Write out the records below once more, exactly as they stand.
☆ ☆ ☆ ☆
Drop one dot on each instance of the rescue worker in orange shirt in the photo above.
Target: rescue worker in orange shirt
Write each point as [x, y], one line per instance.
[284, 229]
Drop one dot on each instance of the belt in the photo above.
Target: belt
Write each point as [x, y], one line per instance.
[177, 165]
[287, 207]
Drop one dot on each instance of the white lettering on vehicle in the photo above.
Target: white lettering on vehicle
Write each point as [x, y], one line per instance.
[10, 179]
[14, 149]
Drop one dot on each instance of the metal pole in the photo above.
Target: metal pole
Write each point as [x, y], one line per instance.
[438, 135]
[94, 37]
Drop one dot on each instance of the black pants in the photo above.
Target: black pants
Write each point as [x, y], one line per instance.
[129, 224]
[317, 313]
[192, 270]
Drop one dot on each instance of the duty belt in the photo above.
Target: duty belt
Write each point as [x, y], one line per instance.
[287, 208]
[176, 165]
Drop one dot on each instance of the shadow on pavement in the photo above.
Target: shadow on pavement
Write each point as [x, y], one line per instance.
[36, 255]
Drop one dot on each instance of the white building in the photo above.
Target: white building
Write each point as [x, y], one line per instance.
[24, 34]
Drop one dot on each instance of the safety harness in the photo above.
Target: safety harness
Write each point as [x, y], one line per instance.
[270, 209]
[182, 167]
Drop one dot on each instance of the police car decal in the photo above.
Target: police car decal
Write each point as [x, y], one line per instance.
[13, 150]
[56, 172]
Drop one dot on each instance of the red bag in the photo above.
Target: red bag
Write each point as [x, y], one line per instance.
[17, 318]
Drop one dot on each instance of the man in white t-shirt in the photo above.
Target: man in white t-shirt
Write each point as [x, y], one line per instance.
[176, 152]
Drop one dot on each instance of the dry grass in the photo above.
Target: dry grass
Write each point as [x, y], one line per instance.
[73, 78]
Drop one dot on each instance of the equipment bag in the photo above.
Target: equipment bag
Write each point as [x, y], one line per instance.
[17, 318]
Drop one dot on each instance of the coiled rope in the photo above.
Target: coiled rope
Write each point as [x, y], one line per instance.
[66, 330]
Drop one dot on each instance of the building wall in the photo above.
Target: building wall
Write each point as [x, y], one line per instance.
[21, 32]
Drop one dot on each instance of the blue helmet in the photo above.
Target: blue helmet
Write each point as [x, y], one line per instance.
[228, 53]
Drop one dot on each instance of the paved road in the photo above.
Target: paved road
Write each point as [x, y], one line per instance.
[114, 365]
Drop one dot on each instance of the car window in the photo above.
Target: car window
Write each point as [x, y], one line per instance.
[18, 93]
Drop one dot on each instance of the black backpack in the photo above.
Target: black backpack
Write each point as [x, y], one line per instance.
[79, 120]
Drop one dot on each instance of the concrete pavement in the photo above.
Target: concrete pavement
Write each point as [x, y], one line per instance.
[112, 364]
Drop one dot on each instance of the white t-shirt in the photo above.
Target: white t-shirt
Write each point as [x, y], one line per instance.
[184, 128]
☆ ☆ ☆ ☆
Finished answer:
Drop one dot on each instance of the rescue worker in orange shirt in the photo above.
Target: rescue worker in orange shirt
Write each point as [x, y], one line per instance.
[284, 229]
Drop one dot on each instance of the belt in the photo above.
Target: belt
Write each point as [x, y], one line per instance.
[177, 165]
[287, 207]
Drop one dot on each instance of the white lettering on vehicle in the photo above.
Target: white lettering on vehicle
Write each point as [x, y], one line per instance.
[10, 179]
[14, 149]
Drop one dot on each instance of the metal pole in the photo above.
Target: metal pole
Write each point as [x, y], one line per instance.
[438, 135]
[94, 37]
Drop one dot on each instance of the black pants in the photo above.
Target: black pants
Write each point as [x, y], one line per instance.
[129, 224]
[317, 313]
[192, 270]
Drop one dot on each instance of the duty belt in the photo above.
Target: duty belt
Write each point as [x, y], one line per instance.
[287, 208]
[176, 165]
Drop one dot on each instance of the shadow on pavement in the photo above.
Target: shadow on pavement
Write each point as [x, y], one line per instance.
[36, 255]
Drop one dot on each instance of the white building in the photo above.
Target: white building
Write each point as [x, y], one line per instance.
[24, 34]
Drop one dot on each instance of the safety harness in the photo above.
Target: safety harness
Write each point as [x, y], one line per instance.
[270, 209]
[182, 167]
Drop one dot on each instance of the police car decal in the photo above.
Target: police car decal
Write each point as [x, y], one line per instance.
[13, 150]
[56, 172]
Drop one dot on each instance of the red bag in the photo above.
Target: red bag
Write each point as [x, y], one line per instance.
[17, 318]
Drop one dot on each instance of the man in white t-shirt in the photo above.
Target: man in white t-shirt
Write each point as [x, y], one line per instance.
[176, 152]
Drop one dot on each instance of the dry grass in the photo above.
Target: dry grass
Write each point as [x, y], one line per instance.
[73, 78]
Drop one dot on each instance of the equipment bag in the photo above.
Target: equipment bag
Write each point as [x, y], one line per instance.
[17, 318]
Drop one dot on each instance of the coiled rope in the photo above.
Target: coiled rope
Write each point as [x, y], one line per instance.
[66, 330]
Drop one dot on each instance of the building wall in the photo above.
Target: building wall
Write each point as [x, y], one line per instance.
[21, 32]
Drop one dot on each instance of the blue helmet in the photo above.
Target: blue helmet
Write each point as [x, y], one line per instance.
[228, 53]
Drop one dot on each instance of the paved road in the photo above.
Target: paved road
Write each point as [x, y], one line per instance.
[114, 365]
Drop one dot on each instance of the car window in the photo above.
Target: car window
Write each point as [x, y], one line per instance.
[18, 93]
Drop one dot on each instance of the black backpack in the photo above.
Target: black backpack
Write each point as [x, y], one line per instance.
[79, 120]
Drop one dot on each instance of the concrete pavement in the photo above.
Target: concrete pavement
Write each point as [x, y], one line per instance.
[112, 364]
Drop one dot on each instance of the white t-shirt in the photo above.
Target: white t-shirt
Write each point as [x, y], one line per instance.
[184, 128]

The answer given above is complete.